Entries provided:
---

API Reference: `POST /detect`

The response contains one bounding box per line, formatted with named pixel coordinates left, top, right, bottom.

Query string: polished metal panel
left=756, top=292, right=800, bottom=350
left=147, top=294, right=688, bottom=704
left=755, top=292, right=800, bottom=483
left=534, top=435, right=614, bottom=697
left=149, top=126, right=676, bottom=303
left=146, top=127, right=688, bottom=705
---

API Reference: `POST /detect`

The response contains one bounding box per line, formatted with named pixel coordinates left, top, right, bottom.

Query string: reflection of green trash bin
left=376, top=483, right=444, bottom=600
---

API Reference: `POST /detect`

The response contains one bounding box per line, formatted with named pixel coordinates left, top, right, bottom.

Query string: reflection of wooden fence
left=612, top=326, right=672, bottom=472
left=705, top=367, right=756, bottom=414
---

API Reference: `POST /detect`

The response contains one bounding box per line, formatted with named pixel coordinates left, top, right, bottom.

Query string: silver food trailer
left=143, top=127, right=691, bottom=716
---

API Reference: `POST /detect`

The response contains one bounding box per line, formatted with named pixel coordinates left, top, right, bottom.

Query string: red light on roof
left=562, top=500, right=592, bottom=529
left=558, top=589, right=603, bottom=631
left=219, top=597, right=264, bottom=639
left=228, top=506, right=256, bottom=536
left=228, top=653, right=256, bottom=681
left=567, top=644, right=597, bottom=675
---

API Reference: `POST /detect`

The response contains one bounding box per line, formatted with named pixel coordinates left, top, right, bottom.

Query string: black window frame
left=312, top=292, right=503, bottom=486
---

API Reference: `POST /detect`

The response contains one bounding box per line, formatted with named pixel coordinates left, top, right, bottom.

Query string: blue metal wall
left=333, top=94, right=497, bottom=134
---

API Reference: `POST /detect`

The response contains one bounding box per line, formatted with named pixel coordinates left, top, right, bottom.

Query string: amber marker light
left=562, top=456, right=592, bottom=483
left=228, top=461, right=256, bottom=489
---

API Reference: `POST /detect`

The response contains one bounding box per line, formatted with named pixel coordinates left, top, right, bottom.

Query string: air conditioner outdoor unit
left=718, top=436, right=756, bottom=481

Description of the task:
Arrange the lines above as a numbered list, starting at the very first one and running down to the one containing "left=147, top=294, right=688, bottom=704", including both ends and leaving out blank lines.

In response:
1. ---
2. API Reference: `POST /detect`
3. The response contains one bounding box per line, formatted with named pixel coordinates left, top, right, bottom.
4. Query string: polished metal panel
5. left=756, top=292, right=800, bottom=350
6. left=147, top=294, right=688, bottom=704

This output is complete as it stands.